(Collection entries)
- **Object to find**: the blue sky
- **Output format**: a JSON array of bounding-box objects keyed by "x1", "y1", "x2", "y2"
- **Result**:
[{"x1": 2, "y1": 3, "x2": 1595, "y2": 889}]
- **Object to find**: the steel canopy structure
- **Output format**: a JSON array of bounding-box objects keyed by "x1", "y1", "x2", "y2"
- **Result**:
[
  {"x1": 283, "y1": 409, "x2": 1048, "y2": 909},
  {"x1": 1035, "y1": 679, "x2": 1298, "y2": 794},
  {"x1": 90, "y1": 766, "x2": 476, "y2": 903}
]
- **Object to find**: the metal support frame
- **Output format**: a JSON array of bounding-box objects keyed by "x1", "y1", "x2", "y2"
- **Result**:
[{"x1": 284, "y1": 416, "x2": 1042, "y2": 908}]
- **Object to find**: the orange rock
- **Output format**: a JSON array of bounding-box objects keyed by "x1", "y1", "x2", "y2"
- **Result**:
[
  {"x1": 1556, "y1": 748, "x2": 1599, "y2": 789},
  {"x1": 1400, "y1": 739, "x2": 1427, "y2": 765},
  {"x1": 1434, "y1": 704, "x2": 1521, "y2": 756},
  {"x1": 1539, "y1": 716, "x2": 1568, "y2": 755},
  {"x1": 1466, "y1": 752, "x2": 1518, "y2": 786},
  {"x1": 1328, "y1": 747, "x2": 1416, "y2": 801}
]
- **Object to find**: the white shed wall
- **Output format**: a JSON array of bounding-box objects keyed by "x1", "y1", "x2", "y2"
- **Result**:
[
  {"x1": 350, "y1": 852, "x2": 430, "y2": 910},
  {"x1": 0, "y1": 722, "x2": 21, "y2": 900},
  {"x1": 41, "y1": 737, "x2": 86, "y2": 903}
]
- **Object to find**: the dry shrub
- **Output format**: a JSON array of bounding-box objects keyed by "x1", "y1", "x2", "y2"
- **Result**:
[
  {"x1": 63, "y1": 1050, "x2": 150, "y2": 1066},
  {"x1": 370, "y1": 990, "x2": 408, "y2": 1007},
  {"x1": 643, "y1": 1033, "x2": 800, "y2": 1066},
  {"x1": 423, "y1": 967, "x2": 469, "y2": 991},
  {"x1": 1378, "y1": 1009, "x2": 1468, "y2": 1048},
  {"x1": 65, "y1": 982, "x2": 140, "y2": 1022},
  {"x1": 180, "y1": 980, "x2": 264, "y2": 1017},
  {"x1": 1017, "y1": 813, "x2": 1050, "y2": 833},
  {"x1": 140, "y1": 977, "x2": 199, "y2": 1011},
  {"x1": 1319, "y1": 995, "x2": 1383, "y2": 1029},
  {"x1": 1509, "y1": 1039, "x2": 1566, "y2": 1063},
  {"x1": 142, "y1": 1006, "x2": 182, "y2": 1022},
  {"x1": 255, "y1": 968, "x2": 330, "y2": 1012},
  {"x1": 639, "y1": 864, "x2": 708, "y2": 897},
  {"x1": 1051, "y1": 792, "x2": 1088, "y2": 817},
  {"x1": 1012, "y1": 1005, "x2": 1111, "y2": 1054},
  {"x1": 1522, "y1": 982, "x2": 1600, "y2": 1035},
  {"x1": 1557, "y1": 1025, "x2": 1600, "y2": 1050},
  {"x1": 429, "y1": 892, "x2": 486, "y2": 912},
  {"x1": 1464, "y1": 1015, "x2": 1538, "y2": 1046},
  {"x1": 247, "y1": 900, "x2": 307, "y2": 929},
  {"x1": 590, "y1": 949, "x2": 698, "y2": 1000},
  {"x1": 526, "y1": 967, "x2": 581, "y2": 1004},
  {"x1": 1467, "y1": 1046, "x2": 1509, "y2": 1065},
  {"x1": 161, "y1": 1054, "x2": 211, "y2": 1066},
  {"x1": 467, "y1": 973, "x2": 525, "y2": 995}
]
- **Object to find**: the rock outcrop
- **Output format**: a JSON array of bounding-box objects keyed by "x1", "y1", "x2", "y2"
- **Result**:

* _Problem details_
The answer must be an exact copy of every entry.

* _Response area_
- **Object to find**: the blue sky
- **Output format**: a JSON array of bounding-box objects keyed by "x1", "y1", "x2", "y2"
- **Result**:
[{"x1": 2, "y1": 3, "x2": 1595, "y2": 889}]
- **Object to find**: the steel canopy structure
- **Output format**: a JSON array of bounding-box objects keyed by "x1", "y1", "x2", "y2"
- **Result**:
[
  {"x1": 283, "y1": 409, "x2": 1048, "y2": 909},
  {"x1": 1035, "y1": 679, "x2": 1298, "y2": 794},
  {"x1": 90, "y1": 766, "x2": 476, "y2": 903}
]
- **Object to find**: the metal support frame
- **Output format**: a JSON array of bounding-box objects keyed by "x1", "y1", "x2", "y2"
- **Result**:
[{"x1": 284, "y1": 416, "x2": 1042, "y2": 908}]
- **Object to find**: the orange rock
- **Output format**: a JSON array of bounding-box objects keyed by "x1", "y1", "x2", "y2"
- **Result**:
[
  {"x1": 1556, "y1": 748, "x2": 1599, "y2": 789},
  {"x1": 1400, "y1": 739, "x2": 1427, "y2": 765},
  {"x1": 1434, "y1": 704, "x2": 1521, "y2": 756},
  {"x1": 1539, "y1": 716, "x2": 1568, "y2": 755},
  {"x1": 1466, "y1": 752, "x2": 1518, "y2": 786},
  {"x1": 1328, "y1": 747, "x2": 1416, "y2": 801}
]
- **Object to find**: the white shed wall
- **Output format**: a JSON array of bounding-box objects keyed by "x1", "y1", "x2", "y2"
- **Result**:
[
  {"x1": 350, "y1": 852, "x2": 430, "y2": 910},
  {"x1": 0, "y1": 722, "x2": 21, "y2": 900},
  {"x1": 41, "y1": 737, "x2": 86, "y2": 903}
]
- **Object to find**: the dry shrub
- **Output format**: a JSON array of bounding-box objects keyed by "x1", "y1", "x2", "y2"
- **Result**:
[
  {"x1": 63, "y1": 1050, "x2": 150, "y2": 1066},
  {"x1": 370, "y1": 990, "x2": 408, "y2": 1007},
  {"x1": 643, "y1": 1033, "x2": 800, "y2": 1066},
  {"x1": 423, "y1": 967, "x2": 469, "y2": 991},
  {"x1": 1378, "y1": 1009, "x2": 1468, "y2": 1048},
  {"x1": 65, "y1": 982, "x2": 140, "y2": 1022},
  {"x1": 180, "y1": 980, "x2": 264, "y2": 1017},
  {"x1": 1017, "y1": 813, "x2": 1050, "y2": 833},
  {"x1": 140, "y1": 977, "x2": 199, "y2": 1011},
  {"x1": 1319, "y1": 995, "x2": 1383, "y2": 1029},
  {"x1": 1509, "y1": 1039, "x2": 1566, "y2": 1063},
  {"x1": 142, "y1": 1006, "x2": 182, "y2": 1022},
  {"x1": 255, "y1": 968, "x2": 330, "y2": 1012},
  {"x1": 639, "y1": 864, "x2": 708, "y2": 897},
  {"x1": 1051, "y1": 792, "x2": 1088, "y2": 817},
  {"x1": 1012, "y1": 1005, "x2": 1111, "y2": 1054},
  {"x1": 1522, "y1": 982, "x2": 1600, "y2": 1035},
  {"x1": 1557, "y1": 1025, "x2": 1600, "y2": 1050},
  {"x1": 429, "y1": 892, "x2": 486, "y2": 912},
  {"x1": 1464, "y1": 1015, "x2": 1538, "y2": 1046},
  {"x1": 247, "y1": 900, "x2": 307, "y2": 929},
  {"x1": 590, "y1": 949, "x2": 698, "y2": 1000},
  {"x1": 526, "y1": 967, "x2": 581, "y2": 1004},
  {"x1": 1467, "y1": 1046, "x2": 1509, "y2": 1065},
  {"x1": 161, "y1": 1054, "x2": 211, "y2": 1066},
  {"x1": 467, "y1": 973, "x2": 525, "y2": 995}
]
- **Object to find**: the rock outcrop
- **Output format**: a JSON array of bounding-box objects keyed by "x1", "y1", "x2", "y2"
- **Result**:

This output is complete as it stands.